Among the records that follow, find the line with "box: [0, 126, 800, 434]" and the line with "194V110L28 103L11 422L592". Set down those lines and all lines between them exactly, without adding anything.

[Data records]
↓↓↓

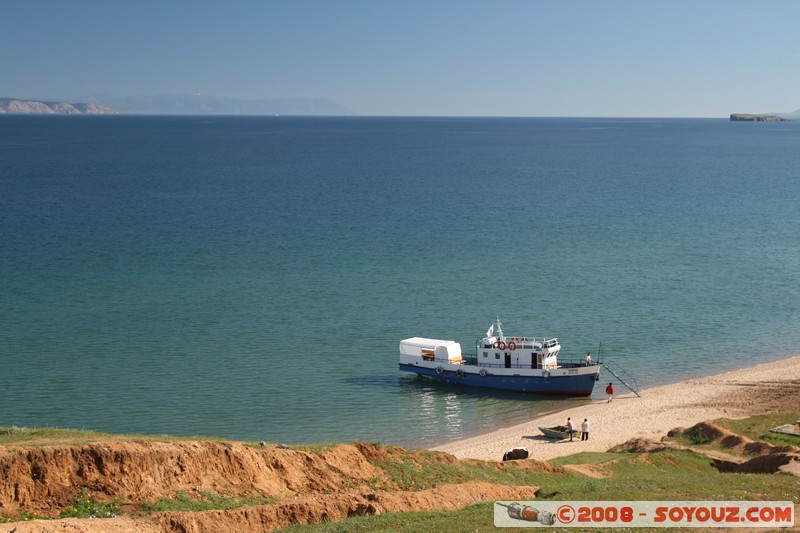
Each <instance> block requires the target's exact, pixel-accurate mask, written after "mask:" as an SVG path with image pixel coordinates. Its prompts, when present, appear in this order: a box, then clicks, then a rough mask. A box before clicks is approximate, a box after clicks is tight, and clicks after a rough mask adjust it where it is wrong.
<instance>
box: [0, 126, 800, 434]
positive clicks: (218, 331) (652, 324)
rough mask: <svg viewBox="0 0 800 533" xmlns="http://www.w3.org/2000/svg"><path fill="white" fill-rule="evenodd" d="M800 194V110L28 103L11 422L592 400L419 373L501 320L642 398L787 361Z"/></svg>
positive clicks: (0, 221) (799, 266) (366, 420)
mask: <svg viewBox="0 0 800 533" xmlns="http://www.w3.org/2000/svg"><path fill="white" fill-rule="evenodd" d="M798 206H800V124H799V123H794V122H791V123H735V122H728V121H726V120H700V119H697V120H675V119H672V120H668V119H665V120H657V119H653V120H643V119H639V120H634V119H623V120H613V119H486V118H479V119H477V118H476V119H469V118H291V117H269V118H255V117H253V118H241V117H224V118H211V117H40V116H2V117H0V224H1V226H0V227H1V228H2V232H0V280H1V281H0V283H2V285H0V368H2V371H1V373H0V395H2V398H3V401H2V402H0V425H6V426H10V425H18V426H61V427H78V428H88V429H95V430H100V431H112V432H126V433H138V432H141V433H169V434H184V435H196V434H199V435H218V436H225V437H231V438H239V439H247V440H268V441H274V442H289V443H301V442H303V443H308V442H327V441H353V440H371V441H381V442H385V443H393V444H406V445H414V446H426V445H431V444H434V443H440V442H443V441H446V440H449V439H453V438H458V437H463V436H465V435H470V434H474V433H476V432H480V431H486V430H490V429H494V428H496V427H498V426H502V425H507V424H510V423H513V422H519V421H522V420H526V419H528V418H531V417H532V416H534V415H535V414H537V413H540V412H543V411H547V410H552V409H556V408H558V407H563V406H572V405H574V404H575V402H580V401H581V400H561V401H553V400H550V399H543V398H539V397H535V396H519V395H514V394H507V395H502V394H500V395H498V394H496V393H485V392H481V391H480V390H470V389H468V388H458V387H448V386H440V385H436V384H432V383H429V382H426V381H424V380H420V379H416V378H414V377H413V376H409V375H406V374H402V375H401V373H400V372H399V371H398V370H397V353H398V343H399V341H400V339H403V338H406V337H411V336H417V335H418V336H425V337H437V338H449V339H455V340H457V341H459V342H461V343H462V346H463V347H464V350H465V351H467V352H469V351H472V350H474V343H475V340H476V339H477V338H478V337H480V336H481V335H482V334H483V333H484V332H485V331H486V329H487V328H488V326H489V325H490V324H491V322H492V321H493V320H494V318H495V317H496V316H499V317H500V318H501V320H502V321H503V325H504V329H505V332H506V333H507V334H510V335H516V336H533V335H536V336H557V337H559V339H560V340H561V343H562V346H563V353H564V355H575V356H576V357H581V356H582V355H583V354H585V353H586V352H587V351H592V352H593V353H596V351H597V347H598V345H599V343H600V342H602V345H603V352H604V355H605V358H606V359H607V360H612V361H614V362H615V364H616V365H618V366H622V367H624V368H626V369H627V371H628V372H629V373H630V374H632V375H633V376H635V377H636V378H637V379H638V381H639V384H640V385H643V386H649V385H657V384H663V383H667V382H674V381H679V380H682V379H685V378H687V377H692V376H697V375H704V374H710V373H716V372H718V371H722V370H728V369H733V368H743V367H747V366H749V365H752V364H755V363H758V362H763V361H767V360H773V359H777V358H780V357H784V356H787V355H790V354H795V353H798V352H800V327H798V325H800V288H798V287H800V283H798V277H800V276H799V275H800V209H799V208H798ZM604 379H605V378H604ZM601 383H602V382H601ZM597 392H598V393H601V392H602V387H598V390H597ZM583 401H585V400H583Z"/></svg>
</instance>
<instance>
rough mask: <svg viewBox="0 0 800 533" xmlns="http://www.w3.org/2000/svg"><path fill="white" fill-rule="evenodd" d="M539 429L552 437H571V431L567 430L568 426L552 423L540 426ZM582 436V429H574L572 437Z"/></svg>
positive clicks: (564, 438) (572, 432) (568, 437)
mask: <svg viewBox="0 0 800 533" xmlns="http://www.w3.org/2000/svg"><path fill="white" fill-rule="evenodd" d="M539 431H541V432H542V433H544V436H545V437H548V438H550V439H568V438H569V431H567V426H557V425H550V426H545V425H541V426H539ZM580 437H581V430H579V429H575V430H573V431H572V438H578V439H579V438H580Z"/></svg>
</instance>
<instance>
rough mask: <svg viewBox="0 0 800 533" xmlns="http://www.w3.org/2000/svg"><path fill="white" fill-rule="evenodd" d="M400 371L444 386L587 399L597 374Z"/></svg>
mask: <svg viewBox="0 0 800 533" xmlns="http://www.w3.org/2000/svg"><path fill="white" fill-rule="evenodd" d="M400 370H404V371H406V372H413V373H415V374H419V375H420V376H425V377H429V378H431V379H434V380H436V381H443V382H446V383H460V384H463V385H470V386H473V387H485V388H490V389H502V390H508V391H517V392H530V393H535V394H558V395H565V396H589V395H590V394H592V389H593V388H594V384H595V383H596V381H595V376H596V374H583V375H579V376H559V377H555V378H554V377H552V376H551V377H549V378H544V377H539V376H535V377H528V376H493V375H490V374H487V375H486V376H480V375H476V374H470V373H464V376H463V377H459V376H458V375H457V374H456V373H455V372H452V371H445V372H442V373H441V374H437V373H436V370H435V369H432V368H424V367H419V366H414V365H402V364H401V365H400Z"/></svg>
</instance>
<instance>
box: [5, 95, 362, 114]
mask: <svg viewBox="0 0 800 533" xmlns="http://www.w3.org/2000/svg"><path fill="white" fill-rule="evenodd" d="M74 100H78V101H80V102H83V103H65V102H49V101H48V102H45V101H41V100H27V99H21V98H0V113H47V114H110V113H126V114H137V115H139V114H148V115H353V114H354V113H353V112H352V111H351V110H349V109H347V108H346V107H344V106H342V105H340V104H338V103H337V102H334V101H333V100H327V99H324V98H282V99H262V100H242V99H237V98H224V97H216V96H205V95H199V94H164V95H155V96H121V97H120V96H107V95H92V96H87V97H83V98H76V99H74Z"/></svg>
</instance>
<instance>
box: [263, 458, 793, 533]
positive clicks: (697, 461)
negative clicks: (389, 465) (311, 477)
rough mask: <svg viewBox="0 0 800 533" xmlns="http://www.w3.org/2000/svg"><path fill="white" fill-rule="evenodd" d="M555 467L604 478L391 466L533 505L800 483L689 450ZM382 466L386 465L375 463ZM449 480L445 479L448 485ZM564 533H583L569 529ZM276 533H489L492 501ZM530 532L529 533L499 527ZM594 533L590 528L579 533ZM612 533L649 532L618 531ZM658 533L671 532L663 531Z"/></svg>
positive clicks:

↑↑↑

_WRITTEN SOLUTION_.
box: [0, 126, 800, 434]
positive clicks: (218, 331) (652, 324)
rough mask: <svg viewBox="0 0 800 533" xmlns="http://www.w3.org/2000/svg"><path fill="white" fill-rule="evenodd" d="M800 194V110L28 103L11 422L592 400L419 373L501 320L642 398L787 361Z"/></svg>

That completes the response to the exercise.